══ Dati dell'esercizio ══

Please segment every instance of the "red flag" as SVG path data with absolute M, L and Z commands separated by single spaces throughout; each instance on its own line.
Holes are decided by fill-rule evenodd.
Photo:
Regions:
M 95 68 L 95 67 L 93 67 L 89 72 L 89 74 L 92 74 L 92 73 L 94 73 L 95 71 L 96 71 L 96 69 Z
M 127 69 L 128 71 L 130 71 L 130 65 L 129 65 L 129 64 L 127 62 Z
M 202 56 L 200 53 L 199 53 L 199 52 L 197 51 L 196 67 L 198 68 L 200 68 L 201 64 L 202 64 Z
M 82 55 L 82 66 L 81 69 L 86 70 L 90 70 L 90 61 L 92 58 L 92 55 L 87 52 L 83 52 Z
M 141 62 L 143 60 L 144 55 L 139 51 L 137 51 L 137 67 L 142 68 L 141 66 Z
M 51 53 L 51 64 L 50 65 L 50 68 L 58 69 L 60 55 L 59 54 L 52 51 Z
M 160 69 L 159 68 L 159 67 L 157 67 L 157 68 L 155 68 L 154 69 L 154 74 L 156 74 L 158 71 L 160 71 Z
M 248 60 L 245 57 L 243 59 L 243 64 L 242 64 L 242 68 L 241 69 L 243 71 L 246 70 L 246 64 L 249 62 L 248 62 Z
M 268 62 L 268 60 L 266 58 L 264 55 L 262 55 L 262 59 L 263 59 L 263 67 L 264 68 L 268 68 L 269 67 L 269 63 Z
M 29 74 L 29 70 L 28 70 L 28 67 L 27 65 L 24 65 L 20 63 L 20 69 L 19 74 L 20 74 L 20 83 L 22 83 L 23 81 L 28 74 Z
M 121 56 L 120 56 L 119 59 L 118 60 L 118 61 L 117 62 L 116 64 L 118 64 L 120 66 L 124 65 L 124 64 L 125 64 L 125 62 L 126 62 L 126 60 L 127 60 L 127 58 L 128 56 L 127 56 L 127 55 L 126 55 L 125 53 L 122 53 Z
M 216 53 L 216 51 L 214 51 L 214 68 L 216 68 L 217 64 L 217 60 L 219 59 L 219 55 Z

═══

**Obiettivo dell'esercizio:** Riproduci fedelmente ogni riga dell'elenco riportato sopra, dalla prima all'ultima.

**Risultato finale:**
Please segment every instance of the "red flag" as SVG path data with absolute M, L and Z commands separated by single spaces throughout; each instance on its own line.
Holes are decided by fill-rule evenodd.
Photo:
Regions:
M 95 68 L 95 67 L 93 67 L 89 72 L 89 74 L 92 74 L 92 73 L 94 73 L 95 71 L 96 71 L 96 69 Z
M 127 69 L 128 71 L 130 71 L 130 65 L 129 65 L 129 64 L 127 62 Z
M 202 56 L 200 53 L 199 53 L 199 52 L 197 51 L 196 67 L 198 68 L 200 68 L 201 64 L 202 64 Z
M 82 55 L 82 66 L 81 69 L 86 70 L 90 70 L 90 61 L 92 58 L 92 55 L 87 52 L 83 52 Z
M 141 62 L 143 60 L 144 55 L 139 51 L 137 51 L 137 67 L 142 68 L 141 66 Z
M 51 53 L 51 64 L 50 65 L 50 68 L 58 69 L 60 55 L 59 54 L 52 51 Z
M 160 69 L 159 68 L 159 67 L 157 67 L 157 68 L 155 68 L 154 69 L 154 74 L 156 74 L 158 71 L 160 71 Z
M 248 60 L 245 57 L 243 59 L 243 64 L 242 64 L 242 68 L 241 69 L 243 71 L 246 70 L 246 64 L 249 62 L 248 62 Z
M 268 62 L 268 60 L 266 58 L 264 55 L 262 55 L 262 59 L 263 59 L 263 67 L 264 68 L 268 68 L 269 67 L 269 63 Z
M 29 74 L 29 70 L 28 70 L 28 67 L 27 65 L 24 65 L 20 63 L 20 69 L 19 74 L 20 74 L 20 83 L 22 83 L 23 81 L 28 74 Z
M 121 56 L 120 56 L 119 59 L 118 60 L 118 61 L 117 62 L 116 64 L 118 64 L 120 66 L 124 65 L 124 64 L 125 64 L 125 62 L 126 62 L 126 60 L 127 60 L 127 58 L 128 56 L 127 56 L 127 55 L 126 55 L 125 53 L 122 53 Z
M 216 53 L 216 51 L 214 51 L 214 68 L 216 68 L 217 64 L 217 60 L 219 59 L 219 55 Z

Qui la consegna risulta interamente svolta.